» **Data supplied**
+++

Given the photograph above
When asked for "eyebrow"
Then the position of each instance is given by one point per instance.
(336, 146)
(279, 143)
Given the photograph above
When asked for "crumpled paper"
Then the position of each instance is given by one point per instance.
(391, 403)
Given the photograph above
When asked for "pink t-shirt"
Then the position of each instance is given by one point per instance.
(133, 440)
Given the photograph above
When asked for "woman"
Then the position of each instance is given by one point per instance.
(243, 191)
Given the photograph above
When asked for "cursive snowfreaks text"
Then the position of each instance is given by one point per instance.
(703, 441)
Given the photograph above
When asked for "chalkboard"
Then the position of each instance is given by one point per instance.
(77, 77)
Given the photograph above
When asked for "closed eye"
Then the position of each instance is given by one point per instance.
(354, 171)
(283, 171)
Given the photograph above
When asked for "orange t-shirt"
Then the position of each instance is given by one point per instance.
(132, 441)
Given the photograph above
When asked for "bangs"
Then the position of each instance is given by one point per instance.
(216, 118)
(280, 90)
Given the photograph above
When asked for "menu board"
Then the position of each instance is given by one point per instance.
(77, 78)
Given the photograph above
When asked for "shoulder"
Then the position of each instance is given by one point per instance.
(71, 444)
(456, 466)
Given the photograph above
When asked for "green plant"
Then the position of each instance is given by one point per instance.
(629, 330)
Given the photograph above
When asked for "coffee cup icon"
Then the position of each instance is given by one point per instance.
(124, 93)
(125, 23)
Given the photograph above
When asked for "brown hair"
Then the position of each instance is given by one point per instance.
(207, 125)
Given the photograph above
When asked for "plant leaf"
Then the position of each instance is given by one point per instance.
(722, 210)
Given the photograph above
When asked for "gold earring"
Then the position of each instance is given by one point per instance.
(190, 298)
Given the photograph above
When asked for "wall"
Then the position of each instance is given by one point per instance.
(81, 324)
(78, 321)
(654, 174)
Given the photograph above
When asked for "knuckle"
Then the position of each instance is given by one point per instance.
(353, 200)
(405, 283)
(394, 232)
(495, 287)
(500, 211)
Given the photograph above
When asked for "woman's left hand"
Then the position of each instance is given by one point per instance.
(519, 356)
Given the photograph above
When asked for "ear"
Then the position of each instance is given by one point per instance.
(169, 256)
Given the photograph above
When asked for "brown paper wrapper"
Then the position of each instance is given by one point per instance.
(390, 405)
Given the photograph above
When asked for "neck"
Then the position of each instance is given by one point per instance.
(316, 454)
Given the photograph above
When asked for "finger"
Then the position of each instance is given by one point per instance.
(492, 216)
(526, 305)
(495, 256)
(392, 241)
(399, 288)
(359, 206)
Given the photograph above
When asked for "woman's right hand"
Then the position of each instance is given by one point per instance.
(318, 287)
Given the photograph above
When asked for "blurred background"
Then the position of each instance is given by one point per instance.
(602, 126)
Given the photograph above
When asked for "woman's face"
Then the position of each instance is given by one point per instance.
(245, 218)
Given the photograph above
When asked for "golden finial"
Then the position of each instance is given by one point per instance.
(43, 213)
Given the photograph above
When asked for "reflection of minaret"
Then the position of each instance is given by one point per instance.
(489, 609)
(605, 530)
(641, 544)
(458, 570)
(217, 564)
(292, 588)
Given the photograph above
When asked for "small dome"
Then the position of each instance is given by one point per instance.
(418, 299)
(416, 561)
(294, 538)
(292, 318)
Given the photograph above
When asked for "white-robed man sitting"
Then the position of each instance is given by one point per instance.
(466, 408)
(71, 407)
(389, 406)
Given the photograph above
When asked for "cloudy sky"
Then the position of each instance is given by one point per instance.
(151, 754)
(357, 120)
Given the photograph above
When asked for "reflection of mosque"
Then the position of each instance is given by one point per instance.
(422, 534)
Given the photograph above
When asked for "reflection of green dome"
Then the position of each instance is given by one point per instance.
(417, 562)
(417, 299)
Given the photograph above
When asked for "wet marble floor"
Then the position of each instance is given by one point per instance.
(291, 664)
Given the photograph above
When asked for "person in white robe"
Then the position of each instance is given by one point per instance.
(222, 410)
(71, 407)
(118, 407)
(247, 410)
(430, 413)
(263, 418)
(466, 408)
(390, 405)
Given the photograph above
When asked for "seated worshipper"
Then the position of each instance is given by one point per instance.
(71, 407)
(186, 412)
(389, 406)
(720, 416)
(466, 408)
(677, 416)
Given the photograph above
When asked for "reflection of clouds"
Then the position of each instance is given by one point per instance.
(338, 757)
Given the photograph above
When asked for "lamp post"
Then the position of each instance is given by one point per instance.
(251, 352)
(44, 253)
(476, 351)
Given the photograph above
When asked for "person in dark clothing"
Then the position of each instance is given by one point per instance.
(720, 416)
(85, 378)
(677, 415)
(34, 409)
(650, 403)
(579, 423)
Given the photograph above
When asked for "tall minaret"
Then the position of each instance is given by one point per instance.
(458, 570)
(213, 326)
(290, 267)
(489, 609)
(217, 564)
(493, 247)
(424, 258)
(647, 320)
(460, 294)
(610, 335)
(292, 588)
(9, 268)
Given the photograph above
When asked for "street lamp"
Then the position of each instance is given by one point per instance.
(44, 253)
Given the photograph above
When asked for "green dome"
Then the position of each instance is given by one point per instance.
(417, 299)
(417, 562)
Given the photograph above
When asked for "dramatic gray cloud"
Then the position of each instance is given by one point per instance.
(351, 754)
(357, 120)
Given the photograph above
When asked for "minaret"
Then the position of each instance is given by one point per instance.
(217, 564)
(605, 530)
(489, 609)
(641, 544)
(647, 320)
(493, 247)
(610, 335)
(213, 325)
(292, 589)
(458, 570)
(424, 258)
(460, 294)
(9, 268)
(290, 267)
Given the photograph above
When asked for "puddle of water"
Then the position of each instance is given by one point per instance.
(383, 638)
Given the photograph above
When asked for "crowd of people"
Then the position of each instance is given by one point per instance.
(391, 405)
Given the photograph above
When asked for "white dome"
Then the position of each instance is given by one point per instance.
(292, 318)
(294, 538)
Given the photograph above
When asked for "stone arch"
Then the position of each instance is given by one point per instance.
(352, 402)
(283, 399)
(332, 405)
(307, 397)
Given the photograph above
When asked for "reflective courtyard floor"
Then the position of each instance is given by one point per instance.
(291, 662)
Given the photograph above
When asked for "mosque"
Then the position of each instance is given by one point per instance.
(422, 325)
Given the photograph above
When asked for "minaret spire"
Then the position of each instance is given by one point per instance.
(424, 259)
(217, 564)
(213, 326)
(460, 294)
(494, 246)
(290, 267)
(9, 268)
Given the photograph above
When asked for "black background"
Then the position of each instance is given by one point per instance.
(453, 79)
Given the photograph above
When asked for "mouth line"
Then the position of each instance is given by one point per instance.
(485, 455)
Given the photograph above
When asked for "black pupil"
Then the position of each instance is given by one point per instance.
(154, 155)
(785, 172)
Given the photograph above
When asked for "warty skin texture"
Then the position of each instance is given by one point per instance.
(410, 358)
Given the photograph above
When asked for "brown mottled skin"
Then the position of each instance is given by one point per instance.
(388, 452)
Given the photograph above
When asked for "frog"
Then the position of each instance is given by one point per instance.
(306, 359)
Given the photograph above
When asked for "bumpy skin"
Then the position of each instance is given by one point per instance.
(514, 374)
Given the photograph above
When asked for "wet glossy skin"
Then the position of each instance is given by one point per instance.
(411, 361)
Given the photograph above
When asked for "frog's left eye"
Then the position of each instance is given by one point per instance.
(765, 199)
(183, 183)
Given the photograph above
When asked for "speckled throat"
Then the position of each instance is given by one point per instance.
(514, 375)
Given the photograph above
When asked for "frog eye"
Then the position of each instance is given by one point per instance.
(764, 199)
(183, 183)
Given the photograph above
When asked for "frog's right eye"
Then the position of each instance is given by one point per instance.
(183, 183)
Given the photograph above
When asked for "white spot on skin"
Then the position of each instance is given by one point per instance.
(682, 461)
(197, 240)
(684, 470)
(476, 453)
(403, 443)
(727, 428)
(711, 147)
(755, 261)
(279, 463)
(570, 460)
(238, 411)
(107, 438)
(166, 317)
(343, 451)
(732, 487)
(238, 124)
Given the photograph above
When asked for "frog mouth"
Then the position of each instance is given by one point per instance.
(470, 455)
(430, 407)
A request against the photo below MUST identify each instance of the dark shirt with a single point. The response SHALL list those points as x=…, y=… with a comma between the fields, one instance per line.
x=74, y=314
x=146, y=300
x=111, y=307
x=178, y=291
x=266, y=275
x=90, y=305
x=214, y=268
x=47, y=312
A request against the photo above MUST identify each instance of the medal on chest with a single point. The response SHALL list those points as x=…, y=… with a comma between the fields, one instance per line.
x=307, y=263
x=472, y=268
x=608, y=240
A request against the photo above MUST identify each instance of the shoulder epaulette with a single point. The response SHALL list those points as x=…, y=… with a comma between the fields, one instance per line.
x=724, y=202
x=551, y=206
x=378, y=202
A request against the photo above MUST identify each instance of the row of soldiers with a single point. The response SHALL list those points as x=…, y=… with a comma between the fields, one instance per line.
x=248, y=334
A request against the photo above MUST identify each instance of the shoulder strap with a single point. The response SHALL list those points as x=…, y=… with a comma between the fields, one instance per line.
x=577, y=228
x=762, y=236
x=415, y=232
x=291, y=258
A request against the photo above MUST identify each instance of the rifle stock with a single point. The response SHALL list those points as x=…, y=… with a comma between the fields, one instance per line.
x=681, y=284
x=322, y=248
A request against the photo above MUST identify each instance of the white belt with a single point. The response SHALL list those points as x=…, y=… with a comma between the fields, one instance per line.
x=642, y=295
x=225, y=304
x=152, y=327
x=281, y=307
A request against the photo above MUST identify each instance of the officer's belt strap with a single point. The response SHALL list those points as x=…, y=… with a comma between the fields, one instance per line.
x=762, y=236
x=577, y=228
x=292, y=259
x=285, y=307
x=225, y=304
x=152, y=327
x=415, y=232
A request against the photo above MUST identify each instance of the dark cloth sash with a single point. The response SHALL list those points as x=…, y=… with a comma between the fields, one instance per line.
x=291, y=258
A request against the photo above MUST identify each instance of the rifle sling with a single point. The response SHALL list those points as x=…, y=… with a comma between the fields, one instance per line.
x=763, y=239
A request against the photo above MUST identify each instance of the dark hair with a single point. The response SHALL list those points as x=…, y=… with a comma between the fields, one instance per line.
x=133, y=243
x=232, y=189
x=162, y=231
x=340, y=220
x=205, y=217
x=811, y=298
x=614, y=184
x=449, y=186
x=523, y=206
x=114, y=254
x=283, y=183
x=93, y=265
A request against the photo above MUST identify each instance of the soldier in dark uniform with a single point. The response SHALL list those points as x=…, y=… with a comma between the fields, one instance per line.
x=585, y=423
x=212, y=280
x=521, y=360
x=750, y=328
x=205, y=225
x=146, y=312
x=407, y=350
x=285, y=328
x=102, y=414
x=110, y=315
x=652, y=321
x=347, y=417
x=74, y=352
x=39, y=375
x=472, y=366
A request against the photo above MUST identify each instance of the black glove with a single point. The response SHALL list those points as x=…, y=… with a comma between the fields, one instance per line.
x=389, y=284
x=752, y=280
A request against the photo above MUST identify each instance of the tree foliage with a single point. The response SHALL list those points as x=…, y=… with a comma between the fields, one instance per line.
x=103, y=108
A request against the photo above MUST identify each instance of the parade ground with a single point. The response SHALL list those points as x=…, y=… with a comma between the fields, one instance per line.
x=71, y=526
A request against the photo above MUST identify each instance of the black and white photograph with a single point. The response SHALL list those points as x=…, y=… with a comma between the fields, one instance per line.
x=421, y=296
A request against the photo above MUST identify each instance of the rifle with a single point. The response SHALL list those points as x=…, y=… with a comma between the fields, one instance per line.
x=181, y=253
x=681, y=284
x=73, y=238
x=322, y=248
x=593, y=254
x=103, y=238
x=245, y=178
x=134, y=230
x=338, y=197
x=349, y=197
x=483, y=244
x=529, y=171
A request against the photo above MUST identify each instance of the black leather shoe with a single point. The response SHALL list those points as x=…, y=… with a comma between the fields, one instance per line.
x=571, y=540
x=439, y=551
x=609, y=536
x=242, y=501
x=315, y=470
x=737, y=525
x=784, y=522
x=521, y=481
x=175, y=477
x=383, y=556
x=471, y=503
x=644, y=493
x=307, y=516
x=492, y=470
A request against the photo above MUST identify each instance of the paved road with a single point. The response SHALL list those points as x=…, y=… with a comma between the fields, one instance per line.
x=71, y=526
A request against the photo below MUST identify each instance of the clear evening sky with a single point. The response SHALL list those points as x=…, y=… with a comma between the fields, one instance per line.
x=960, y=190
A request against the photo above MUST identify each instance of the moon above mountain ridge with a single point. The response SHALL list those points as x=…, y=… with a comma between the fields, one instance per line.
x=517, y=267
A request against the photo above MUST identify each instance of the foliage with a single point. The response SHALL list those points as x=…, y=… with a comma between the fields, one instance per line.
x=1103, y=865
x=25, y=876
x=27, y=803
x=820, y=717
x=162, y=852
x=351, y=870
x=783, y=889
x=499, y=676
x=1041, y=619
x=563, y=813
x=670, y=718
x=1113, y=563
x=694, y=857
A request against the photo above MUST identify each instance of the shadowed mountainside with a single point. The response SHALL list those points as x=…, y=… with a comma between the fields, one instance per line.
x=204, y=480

+++

» **Your task**
Arrange the lines between the line holding "of the foliage" and the line holding "x=1113, y=563", inclusive, as a two-column CSV with the headers instruction and answer. Give one row for each instruction paired with its answer, putting each in a single quoted field and turning line breaks into spaces.

» **Solved exercise**
instruction,answer
"A request against the photo above MUST identify each instance of the foliage with a single point. The response SHALL list those points as x=…, y=… with a comma between the fields, one instance per line.","x=1103, y=865 x=25, y=876 x=27, y=803 x=820, y=717 x=162, y=852 x=351, y=870 x=783, y=889 x=499, y=676 x=1041, y=619 x=563, y=813 x=670, y=718 x=1113, y=563"